Only the lines that include "jacket" should be copied from the data below.

Image point grounding data
=== Begin Enclosure ===

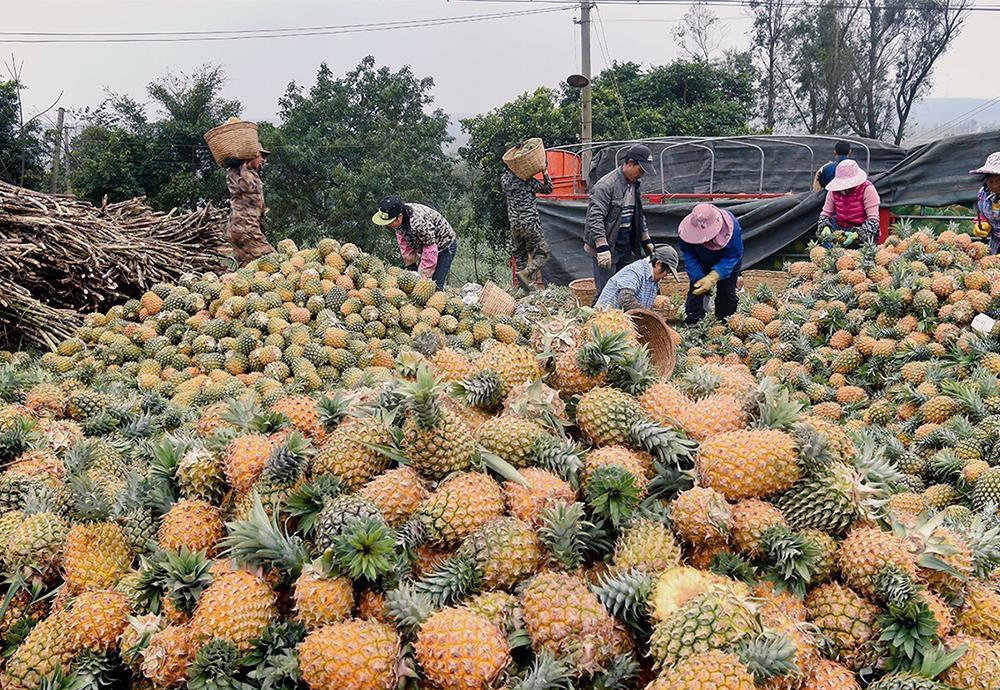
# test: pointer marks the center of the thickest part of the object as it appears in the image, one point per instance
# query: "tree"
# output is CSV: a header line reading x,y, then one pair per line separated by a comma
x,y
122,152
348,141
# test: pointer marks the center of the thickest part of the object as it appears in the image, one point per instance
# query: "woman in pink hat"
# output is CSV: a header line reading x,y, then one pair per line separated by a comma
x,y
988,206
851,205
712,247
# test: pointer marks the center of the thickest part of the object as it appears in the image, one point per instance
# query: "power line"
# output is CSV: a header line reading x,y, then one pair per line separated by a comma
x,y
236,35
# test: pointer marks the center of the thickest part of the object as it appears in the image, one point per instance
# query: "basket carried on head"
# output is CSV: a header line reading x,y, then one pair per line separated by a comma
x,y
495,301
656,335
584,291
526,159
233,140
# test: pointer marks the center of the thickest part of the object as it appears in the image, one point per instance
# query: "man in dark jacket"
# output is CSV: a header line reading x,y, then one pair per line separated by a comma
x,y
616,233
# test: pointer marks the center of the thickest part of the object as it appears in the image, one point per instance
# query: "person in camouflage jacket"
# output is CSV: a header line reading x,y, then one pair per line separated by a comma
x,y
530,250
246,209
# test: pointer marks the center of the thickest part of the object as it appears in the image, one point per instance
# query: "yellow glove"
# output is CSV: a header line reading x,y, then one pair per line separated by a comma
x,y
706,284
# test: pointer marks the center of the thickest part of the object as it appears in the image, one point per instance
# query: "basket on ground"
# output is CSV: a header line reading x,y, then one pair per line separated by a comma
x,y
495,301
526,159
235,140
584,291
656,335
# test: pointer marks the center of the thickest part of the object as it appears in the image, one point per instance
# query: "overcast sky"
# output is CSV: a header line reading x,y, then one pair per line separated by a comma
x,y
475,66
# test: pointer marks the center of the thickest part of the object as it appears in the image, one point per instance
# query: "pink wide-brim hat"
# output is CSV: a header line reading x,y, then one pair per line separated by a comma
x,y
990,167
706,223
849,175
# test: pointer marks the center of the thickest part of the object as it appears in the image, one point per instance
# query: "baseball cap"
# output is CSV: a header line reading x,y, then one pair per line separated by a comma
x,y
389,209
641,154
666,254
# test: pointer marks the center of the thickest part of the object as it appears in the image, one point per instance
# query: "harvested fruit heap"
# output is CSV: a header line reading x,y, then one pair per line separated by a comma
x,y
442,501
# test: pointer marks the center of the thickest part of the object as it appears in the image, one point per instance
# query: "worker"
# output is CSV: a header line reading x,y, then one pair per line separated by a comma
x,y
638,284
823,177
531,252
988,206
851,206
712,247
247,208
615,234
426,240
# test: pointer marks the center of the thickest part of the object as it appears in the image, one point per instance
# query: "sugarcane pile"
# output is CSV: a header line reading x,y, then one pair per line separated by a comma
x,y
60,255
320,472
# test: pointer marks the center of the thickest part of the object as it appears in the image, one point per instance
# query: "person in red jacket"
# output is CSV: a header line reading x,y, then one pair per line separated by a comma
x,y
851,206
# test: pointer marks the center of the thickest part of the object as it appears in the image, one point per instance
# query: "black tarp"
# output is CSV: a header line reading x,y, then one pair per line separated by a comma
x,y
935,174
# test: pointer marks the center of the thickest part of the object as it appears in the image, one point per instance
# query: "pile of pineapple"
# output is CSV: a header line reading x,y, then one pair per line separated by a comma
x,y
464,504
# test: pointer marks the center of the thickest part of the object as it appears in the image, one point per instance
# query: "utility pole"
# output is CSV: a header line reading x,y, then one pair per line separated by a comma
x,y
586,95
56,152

=== End Enclosure ===

→ **Exercise response**
# query: "man in dark jacket"
# query: "person in camouflage jacket"
# query: "person in red jacket"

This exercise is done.